Only the lines from the beginning of the data through the one with "indicate the green foliage, a" belong in the answer, each retyped exactly, with pictures left out.

(Image point grounding data)
■ ■ ■ ■ ■ ■ ■

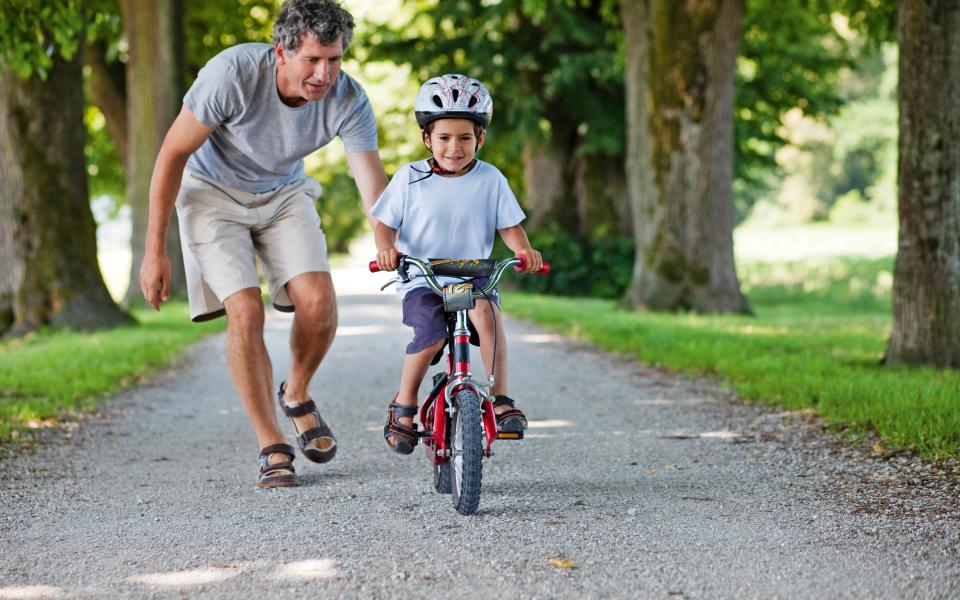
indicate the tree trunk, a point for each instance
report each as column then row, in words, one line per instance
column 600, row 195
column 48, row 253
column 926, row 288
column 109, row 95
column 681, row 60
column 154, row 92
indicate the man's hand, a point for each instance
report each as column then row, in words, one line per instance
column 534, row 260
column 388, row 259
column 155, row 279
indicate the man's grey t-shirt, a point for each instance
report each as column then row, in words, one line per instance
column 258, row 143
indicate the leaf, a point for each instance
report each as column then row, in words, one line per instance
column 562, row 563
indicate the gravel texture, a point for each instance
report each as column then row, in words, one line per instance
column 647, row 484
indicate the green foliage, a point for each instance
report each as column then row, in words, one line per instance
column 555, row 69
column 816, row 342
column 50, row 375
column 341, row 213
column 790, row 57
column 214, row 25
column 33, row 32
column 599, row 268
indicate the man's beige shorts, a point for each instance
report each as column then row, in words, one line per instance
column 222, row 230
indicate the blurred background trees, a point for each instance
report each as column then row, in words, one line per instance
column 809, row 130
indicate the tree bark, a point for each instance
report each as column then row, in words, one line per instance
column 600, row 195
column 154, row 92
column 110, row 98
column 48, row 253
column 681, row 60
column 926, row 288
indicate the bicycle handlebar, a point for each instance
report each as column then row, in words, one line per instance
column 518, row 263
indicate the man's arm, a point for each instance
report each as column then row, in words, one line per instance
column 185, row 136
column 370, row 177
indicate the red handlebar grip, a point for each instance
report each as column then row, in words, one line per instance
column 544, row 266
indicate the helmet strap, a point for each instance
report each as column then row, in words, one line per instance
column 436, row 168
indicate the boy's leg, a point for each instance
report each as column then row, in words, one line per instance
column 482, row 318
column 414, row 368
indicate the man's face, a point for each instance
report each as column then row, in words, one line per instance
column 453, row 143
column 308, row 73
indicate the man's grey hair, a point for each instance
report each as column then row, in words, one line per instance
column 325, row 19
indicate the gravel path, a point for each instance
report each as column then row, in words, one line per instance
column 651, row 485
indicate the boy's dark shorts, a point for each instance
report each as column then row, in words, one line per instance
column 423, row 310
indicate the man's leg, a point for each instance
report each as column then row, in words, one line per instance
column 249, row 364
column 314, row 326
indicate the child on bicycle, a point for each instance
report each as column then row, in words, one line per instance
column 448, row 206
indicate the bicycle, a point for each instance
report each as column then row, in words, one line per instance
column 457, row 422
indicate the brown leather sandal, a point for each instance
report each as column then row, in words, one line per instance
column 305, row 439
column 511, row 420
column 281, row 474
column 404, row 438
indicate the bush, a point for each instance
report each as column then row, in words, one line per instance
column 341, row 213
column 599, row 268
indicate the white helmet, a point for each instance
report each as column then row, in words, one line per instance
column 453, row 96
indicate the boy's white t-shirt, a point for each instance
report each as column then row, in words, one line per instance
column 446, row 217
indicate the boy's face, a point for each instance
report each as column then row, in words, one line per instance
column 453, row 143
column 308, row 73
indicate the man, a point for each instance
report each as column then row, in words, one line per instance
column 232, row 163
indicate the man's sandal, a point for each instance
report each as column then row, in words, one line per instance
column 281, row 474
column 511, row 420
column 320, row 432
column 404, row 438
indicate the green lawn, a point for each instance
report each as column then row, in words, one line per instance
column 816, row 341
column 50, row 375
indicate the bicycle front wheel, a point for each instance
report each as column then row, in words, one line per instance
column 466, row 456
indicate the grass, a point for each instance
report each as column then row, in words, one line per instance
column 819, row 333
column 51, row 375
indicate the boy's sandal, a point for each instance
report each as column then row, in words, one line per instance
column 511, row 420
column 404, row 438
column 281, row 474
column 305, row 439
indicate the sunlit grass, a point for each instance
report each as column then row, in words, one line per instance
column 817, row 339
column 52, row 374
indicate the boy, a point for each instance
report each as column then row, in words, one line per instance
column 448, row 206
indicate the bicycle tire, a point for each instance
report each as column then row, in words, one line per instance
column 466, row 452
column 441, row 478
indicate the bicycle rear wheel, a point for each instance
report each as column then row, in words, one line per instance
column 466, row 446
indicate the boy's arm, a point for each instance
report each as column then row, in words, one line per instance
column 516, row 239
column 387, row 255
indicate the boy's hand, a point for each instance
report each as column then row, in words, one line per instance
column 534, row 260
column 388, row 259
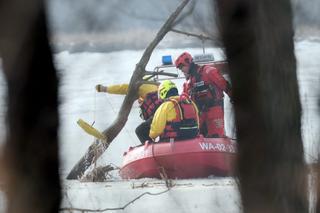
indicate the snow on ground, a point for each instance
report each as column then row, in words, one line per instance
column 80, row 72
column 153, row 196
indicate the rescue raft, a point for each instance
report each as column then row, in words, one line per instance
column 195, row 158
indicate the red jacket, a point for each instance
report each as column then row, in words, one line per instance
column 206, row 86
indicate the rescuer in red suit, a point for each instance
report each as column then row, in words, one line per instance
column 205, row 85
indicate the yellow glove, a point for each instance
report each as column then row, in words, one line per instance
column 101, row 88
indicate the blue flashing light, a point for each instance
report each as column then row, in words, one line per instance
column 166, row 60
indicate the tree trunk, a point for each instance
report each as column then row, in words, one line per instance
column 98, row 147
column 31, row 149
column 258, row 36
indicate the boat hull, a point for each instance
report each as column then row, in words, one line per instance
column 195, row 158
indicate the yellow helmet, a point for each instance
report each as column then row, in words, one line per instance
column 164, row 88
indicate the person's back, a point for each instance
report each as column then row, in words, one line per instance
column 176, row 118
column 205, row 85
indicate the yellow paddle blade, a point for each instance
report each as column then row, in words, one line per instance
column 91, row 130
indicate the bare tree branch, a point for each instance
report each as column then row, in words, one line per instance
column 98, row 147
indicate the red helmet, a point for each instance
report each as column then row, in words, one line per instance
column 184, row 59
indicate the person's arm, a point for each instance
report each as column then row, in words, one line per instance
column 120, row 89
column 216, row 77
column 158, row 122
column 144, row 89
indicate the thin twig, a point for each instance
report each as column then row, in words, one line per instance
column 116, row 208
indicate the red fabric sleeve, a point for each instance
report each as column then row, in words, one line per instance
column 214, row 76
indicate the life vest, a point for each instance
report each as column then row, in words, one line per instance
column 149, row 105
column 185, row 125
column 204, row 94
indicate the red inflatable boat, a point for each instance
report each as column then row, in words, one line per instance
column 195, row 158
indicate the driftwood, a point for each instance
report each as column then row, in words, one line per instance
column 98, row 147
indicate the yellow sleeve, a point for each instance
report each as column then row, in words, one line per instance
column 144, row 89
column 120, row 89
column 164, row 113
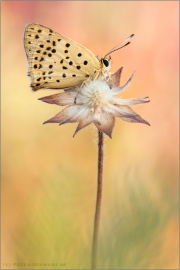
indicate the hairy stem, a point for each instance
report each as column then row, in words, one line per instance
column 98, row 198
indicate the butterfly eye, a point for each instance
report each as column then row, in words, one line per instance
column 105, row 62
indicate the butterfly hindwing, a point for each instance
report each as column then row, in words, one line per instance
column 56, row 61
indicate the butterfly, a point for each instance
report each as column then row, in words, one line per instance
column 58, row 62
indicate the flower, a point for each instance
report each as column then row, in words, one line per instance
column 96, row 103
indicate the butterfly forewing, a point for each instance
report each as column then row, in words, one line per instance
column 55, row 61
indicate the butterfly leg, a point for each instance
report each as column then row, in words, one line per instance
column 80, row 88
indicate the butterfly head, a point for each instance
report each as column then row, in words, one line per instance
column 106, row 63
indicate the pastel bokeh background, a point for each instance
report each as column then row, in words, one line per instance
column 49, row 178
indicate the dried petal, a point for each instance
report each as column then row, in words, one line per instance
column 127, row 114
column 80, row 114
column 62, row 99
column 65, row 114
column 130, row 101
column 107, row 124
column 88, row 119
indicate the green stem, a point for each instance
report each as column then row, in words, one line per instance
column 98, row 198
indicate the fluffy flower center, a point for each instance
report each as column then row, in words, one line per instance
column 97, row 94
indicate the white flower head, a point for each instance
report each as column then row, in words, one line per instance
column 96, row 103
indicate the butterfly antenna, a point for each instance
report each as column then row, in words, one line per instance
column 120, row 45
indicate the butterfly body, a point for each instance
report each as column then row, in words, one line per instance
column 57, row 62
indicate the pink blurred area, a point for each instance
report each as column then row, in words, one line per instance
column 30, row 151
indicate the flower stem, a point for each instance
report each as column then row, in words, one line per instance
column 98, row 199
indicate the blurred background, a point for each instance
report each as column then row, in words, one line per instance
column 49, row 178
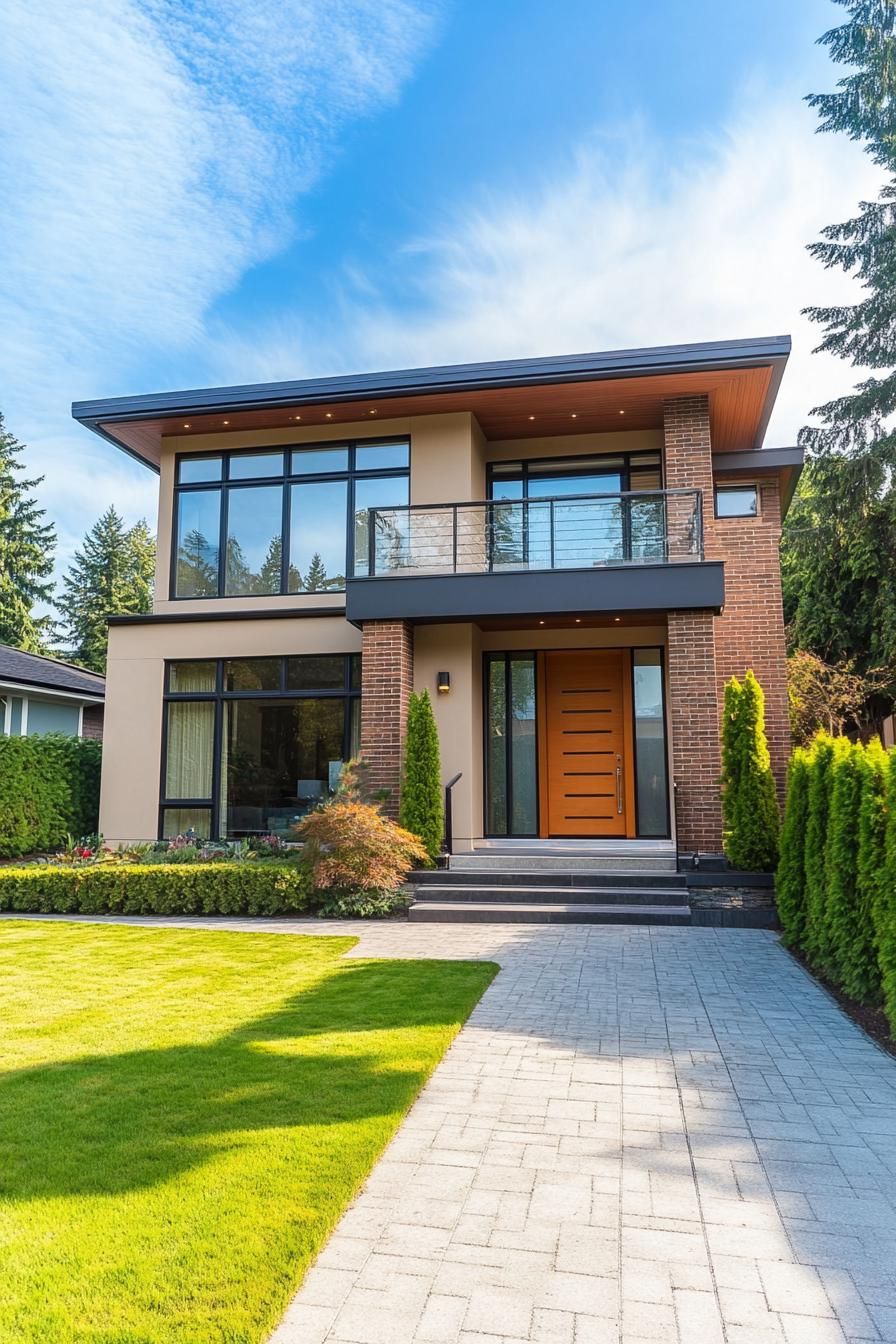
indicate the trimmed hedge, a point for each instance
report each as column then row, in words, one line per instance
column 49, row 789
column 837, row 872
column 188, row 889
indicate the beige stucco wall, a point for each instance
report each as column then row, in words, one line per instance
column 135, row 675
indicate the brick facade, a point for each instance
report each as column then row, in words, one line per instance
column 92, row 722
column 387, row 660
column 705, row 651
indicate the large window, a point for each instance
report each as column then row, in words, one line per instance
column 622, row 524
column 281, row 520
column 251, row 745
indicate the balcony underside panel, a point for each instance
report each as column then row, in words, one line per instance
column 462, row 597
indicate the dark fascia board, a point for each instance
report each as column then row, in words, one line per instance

■ ■ ■ ■ ■ ■ ■

[Response area]
indicate the tree trunk, a point for each instance
report each as column then row, in words, one line per instance
column 600, row 195
column 48, row 253
column 926, row 288
column 109, row 95
column 681, row 60
column 154, row 92
indicate the man's hand, a point for each instance
report each as column then row, in words, one line per instance
column 534, row 260
column 388, row 259
column 155, row 279
indicate the man's grey t-shirt, a point for each instance
report each as column then row, in words, one line per instance
column 258, row 143
indicate the leaf, a point for each instance
report each as column then row, in words, one line per instance
column 562, row 563
indicate the gravel texture, a point for each instance
report each as column then row, in words, one line per instance
column 647, row 484
indicate the green foliage, a point for each instance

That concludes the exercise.